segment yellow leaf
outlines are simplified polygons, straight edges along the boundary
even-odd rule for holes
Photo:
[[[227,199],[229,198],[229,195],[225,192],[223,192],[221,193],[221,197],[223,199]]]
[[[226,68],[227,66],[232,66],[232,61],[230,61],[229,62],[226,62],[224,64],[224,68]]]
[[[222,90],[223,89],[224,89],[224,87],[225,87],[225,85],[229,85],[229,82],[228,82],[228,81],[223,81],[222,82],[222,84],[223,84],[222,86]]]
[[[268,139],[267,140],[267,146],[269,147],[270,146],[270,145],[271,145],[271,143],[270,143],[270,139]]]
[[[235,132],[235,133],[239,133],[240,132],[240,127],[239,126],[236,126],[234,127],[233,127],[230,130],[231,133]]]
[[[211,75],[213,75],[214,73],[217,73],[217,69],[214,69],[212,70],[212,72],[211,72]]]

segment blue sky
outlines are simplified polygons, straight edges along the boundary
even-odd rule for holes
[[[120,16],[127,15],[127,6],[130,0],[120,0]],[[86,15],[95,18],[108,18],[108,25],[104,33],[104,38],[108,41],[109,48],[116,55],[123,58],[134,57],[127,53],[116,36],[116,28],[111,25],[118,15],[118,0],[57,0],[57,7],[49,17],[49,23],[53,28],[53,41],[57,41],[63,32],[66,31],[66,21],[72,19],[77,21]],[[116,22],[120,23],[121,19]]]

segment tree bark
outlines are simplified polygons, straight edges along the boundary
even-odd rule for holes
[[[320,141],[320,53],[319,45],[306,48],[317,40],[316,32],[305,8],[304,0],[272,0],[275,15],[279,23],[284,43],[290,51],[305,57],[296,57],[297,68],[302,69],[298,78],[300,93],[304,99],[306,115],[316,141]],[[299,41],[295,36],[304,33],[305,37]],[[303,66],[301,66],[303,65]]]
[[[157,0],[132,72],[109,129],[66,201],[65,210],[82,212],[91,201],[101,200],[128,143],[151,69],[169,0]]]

.....

**Request**
Rewrite every line of the items above as a JSON list of strings, one string per line, leaving out the blank lines.

**Exercise response**
[
  "segment yellow leaf",
  "outlines are simplified polygons, straight edges along the boundary",
  "even-odd rule for holes",
  "Photo:",
  "[[[227,199],[229,198],[229,195],[225,192],[223,192],[221,193],[221,197],[223,199]]]",
  "[[[226,68],[227,66],[232,66],[232,61],[230,61],[229,62],[226,62],[224,64],[224,68]]]",
  "[[[222,90],[223,89],[224,89],[224,87],[225,87],[225,85],[229,85],[229,82],[228,82],[228,81],[223,81],[222,82],[222,84],[223,84],[222,86]]]",
  "[[[268,139],[267,140],[267,146],[269,147],[270,146],[270,145],[271,145],[271,143],[270,143],[270,139]]]",
  "[[[235,132],[235,133],[239,133],[240,132],[240,127],[239,126],[236,126],[234,127],[233,127],[230,130],[231,133]]]",
  "[[[211,75],[213,75],[214,73],[217,73],[217,69],[214,69],[212,70],[212,72],[211,72]]]",
  "segment blue sky",
  "outlines are simplified polygons, straight edges along the boundary",
  "even-odd rule for holes",
  "[[[120,16],[127,15],[127,6],[130,0],[120,0]],[[86,15],[95,18],[108,18],[108,25],[104,33],[104,38],[108,41],[109,48],[116,55],[123,58],[134,57],[127,53],[116,36],[116,28],[111,25],[118,15],[118,0],[57,0],[57,7],[49,17],[49,23],[53,28],[53,41],[57,41],[63,32],[66,31],[66,21],[72,19],[77,21]],[[116,22],[120,23],[121,19]]]",
  "segment tree bark",
  "outlines are simplified polygons, straight edges along the boundary",
  "even-odd rule for holes",
  "[[[320,141],[320,53],[319,45],[306,48],[317,40],[316,32],[305,8],[304,0],[272,0],[275,15],[279,23],[284,43],[290,51],[305,57],[296,57],[297,68],[302,69],[298,78],[300,93],[304,99],[306,115],[316,141]],[[299,41],[295,36],[304,33],[305,37]],[[303,66],[301,66],[303,65]]]",
  "[[[157,0],[132,72],[109,129],[66,201],[65,210],[82,212],[91,201],[101,200],[128,143],[151,69],[169,0]]]"
]